Entries supplied below:
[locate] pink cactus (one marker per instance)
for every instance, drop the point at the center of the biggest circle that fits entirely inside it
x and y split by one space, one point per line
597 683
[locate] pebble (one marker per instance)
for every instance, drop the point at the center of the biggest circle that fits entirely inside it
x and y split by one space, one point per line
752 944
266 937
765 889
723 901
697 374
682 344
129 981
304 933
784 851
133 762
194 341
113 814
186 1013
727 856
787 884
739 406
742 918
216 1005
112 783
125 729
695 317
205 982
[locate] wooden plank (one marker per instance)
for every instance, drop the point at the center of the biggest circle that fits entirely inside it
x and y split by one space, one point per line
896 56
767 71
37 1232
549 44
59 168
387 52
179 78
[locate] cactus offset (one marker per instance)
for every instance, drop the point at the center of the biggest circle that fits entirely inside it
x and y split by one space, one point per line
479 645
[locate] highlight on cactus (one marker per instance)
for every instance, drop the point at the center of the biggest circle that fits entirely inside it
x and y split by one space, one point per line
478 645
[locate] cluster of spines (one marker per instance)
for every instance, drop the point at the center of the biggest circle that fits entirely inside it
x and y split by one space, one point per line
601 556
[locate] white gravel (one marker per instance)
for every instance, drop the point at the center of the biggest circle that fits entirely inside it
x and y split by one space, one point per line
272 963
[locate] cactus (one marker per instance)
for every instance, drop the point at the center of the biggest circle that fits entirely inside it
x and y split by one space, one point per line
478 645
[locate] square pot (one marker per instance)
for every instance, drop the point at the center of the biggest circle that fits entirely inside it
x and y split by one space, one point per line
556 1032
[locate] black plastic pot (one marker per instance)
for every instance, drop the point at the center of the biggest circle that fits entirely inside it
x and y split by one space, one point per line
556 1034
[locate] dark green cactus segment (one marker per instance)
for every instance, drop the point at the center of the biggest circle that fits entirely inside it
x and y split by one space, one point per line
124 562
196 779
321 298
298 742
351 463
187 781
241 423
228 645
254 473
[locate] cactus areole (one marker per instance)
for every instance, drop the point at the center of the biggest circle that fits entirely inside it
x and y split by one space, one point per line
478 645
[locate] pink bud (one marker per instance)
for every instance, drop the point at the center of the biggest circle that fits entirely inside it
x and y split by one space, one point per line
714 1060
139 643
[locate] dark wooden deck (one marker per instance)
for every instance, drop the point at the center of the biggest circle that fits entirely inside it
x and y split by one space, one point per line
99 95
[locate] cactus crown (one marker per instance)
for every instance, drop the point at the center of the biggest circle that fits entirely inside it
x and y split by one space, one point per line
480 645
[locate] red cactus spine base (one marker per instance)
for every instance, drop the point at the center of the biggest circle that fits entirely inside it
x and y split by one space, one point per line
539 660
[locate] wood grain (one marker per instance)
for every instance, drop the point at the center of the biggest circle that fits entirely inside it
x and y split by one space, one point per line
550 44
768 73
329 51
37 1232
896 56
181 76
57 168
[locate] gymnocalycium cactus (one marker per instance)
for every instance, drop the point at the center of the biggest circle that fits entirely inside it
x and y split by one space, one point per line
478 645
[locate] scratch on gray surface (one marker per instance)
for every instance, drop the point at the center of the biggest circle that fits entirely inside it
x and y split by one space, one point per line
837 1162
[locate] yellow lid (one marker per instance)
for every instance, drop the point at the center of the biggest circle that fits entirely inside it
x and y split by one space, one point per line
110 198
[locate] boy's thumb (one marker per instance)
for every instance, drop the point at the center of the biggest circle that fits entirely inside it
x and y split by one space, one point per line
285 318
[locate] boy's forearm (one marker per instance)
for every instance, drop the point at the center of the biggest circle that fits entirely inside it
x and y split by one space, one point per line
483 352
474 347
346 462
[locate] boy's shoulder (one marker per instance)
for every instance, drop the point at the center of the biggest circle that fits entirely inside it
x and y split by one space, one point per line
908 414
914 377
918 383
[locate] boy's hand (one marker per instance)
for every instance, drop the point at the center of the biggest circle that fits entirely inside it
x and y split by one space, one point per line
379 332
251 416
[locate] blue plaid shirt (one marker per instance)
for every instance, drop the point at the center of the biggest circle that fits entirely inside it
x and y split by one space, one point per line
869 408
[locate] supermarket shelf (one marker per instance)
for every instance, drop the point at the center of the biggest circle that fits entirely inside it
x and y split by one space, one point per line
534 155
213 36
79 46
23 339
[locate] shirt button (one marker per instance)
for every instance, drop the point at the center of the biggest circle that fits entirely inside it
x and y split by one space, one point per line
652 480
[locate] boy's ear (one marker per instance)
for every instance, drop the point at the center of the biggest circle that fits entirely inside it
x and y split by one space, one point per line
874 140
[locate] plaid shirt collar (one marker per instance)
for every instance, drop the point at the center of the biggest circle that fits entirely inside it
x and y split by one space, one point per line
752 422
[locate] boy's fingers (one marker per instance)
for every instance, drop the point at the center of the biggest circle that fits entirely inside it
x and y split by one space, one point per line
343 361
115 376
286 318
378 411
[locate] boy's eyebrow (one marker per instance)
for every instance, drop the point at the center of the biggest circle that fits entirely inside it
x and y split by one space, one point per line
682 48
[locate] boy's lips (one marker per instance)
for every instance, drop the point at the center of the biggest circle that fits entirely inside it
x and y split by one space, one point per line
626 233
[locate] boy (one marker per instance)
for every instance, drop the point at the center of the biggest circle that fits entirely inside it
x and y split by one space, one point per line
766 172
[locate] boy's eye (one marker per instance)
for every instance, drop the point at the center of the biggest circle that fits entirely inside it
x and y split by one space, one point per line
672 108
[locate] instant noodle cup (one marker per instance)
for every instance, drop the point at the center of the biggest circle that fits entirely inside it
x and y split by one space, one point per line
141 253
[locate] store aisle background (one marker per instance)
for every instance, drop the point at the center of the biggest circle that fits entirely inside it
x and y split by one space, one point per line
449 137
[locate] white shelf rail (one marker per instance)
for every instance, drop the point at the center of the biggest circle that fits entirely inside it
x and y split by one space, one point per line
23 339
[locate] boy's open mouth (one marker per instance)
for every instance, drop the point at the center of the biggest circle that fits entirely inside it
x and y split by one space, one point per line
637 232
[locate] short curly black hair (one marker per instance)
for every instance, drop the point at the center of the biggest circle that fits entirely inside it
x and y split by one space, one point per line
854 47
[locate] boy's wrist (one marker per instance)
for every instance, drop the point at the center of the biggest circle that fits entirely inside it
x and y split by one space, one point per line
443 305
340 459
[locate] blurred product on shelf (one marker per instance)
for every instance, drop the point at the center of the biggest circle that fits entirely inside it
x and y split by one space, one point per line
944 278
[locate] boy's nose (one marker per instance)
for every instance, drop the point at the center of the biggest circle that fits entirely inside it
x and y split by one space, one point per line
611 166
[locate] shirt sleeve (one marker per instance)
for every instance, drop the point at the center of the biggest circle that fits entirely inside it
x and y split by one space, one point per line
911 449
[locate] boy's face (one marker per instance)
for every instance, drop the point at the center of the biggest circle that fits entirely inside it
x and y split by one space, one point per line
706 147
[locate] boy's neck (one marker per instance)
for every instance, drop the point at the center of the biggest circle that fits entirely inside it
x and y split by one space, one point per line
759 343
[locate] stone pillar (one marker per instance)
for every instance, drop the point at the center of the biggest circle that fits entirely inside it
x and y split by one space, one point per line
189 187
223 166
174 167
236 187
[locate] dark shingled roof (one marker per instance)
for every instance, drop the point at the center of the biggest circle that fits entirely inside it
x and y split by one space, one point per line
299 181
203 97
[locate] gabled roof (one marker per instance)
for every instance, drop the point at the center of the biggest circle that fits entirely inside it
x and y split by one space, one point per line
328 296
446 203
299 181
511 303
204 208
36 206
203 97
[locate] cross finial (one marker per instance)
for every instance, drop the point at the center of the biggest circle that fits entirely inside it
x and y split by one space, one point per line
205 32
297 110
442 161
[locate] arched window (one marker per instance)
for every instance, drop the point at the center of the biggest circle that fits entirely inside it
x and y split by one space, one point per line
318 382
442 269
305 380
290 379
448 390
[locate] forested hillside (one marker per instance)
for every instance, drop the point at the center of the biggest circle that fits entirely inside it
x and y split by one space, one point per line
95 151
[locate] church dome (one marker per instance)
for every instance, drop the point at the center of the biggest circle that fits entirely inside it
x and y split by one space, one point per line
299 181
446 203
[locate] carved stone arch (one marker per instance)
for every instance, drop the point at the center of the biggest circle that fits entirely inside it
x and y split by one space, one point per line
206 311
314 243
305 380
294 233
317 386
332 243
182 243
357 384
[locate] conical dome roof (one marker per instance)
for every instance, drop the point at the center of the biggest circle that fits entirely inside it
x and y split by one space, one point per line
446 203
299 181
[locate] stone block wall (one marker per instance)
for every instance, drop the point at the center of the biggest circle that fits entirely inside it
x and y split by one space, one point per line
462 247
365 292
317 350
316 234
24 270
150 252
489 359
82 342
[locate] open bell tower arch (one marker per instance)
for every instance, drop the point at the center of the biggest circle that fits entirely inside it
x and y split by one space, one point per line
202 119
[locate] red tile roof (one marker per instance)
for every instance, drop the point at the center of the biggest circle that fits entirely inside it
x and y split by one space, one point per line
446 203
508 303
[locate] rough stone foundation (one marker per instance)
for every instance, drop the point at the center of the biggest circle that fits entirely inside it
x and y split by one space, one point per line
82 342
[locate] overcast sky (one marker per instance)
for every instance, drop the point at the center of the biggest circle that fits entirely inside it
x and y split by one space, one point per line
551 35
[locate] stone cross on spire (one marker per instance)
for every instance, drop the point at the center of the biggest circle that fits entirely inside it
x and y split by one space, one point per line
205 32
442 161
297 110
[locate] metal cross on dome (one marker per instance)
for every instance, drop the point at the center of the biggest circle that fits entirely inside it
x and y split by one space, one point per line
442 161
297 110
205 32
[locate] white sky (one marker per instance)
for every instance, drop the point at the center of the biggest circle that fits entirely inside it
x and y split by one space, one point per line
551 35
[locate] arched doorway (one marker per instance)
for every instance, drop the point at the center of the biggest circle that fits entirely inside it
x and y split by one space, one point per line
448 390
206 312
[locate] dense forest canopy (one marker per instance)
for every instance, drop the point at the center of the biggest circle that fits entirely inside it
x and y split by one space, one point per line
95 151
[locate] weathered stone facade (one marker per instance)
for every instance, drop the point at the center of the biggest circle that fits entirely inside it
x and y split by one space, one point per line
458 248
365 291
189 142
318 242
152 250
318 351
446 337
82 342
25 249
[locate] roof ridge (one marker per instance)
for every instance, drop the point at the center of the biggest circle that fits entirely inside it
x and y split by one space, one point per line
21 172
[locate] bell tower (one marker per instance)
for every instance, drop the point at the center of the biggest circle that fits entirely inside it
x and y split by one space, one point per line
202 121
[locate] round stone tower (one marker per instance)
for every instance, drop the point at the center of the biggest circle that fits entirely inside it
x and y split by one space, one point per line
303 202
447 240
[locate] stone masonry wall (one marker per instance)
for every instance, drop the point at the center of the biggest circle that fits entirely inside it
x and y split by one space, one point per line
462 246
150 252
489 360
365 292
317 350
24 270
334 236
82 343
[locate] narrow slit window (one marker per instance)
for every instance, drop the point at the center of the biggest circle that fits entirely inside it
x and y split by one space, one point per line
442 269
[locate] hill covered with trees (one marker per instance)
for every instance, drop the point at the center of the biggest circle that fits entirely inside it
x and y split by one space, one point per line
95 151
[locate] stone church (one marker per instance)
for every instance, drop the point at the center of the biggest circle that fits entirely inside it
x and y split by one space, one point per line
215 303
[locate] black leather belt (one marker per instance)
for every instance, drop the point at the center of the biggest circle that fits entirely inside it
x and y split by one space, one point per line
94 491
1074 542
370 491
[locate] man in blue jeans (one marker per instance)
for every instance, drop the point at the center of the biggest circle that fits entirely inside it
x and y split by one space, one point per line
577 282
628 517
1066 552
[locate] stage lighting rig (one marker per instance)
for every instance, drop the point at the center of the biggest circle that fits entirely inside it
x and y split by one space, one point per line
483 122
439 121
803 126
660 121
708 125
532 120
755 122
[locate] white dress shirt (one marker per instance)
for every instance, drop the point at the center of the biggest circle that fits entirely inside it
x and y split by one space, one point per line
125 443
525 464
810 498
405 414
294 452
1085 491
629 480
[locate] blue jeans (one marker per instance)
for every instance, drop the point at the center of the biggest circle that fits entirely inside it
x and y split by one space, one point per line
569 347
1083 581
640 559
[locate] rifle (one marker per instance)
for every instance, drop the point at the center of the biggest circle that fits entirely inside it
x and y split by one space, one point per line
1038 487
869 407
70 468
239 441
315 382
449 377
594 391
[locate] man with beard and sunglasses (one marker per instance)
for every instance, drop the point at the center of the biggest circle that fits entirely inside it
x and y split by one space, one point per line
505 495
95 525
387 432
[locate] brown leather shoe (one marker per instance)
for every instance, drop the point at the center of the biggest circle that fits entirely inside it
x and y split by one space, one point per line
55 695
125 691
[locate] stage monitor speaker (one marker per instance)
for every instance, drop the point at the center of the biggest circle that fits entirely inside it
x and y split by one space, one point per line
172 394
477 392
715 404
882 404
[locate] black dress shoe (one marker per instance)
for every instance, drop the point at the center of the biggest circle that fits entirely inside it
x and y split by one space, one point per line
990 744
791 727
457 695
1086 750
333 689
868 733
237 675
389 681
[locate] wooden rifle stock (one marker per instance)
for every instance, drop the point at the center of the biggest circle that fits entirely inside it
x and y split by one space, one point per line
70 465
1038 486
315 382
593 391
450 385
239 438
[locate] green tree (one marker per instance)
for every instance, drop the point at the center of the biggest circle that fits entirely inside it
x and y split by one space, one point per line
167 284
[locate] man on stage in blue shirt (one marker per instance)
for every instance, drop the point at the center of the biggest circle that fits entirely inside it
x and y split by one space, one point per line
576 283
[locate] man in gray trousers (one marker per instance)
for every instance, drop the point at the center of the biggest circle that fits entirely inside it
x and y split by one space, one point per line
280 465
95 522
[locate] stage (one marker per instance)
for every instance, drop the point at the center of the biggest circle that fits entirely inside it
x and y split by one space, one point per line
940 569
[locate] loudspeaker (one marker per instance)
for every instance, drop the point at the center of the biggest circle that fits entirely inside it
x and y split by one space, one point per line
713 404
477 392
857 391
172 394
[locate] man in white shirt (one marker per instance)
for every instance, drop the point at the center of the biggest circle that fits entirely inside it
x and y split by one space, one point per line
End of Entries supplied.
> [What the task asks] The entries above hold a line with "[locate] arched window" and a later line with "[locate] conical dome". Write out exactly those lines and all lines between, nothing more.

> [Completed exercise]
[locate] arched window (one marker per instance)
for every instance, drop the point at the center of the biggest circle that fits entirely inside it
x and y split by one space, one point per line
318 382
442 269
305 380
290 379
448 390
[locate] forested hillside (one marker per instance)
for every instance, drop the point at the center of the biggest circle that fits entirely inside it
x and y split by one space, one point per line
95 151
[locate] church dome (one marker per instance)
for every instance, drop the point at the center of the biggest circle that fits entirely inside it
x and y split by one space, one point per line
299 181
446 203
[locate] carved stone arch (one marker per instance)
for every instance, drop the point at the center of the biggest circle that fits entirely inside it
x and y split by one space, one point per line
206 311
314 243
305 380
294 233
317 386
332 243
182 243
357 384
[locate] conical dome roof (one marker per instance)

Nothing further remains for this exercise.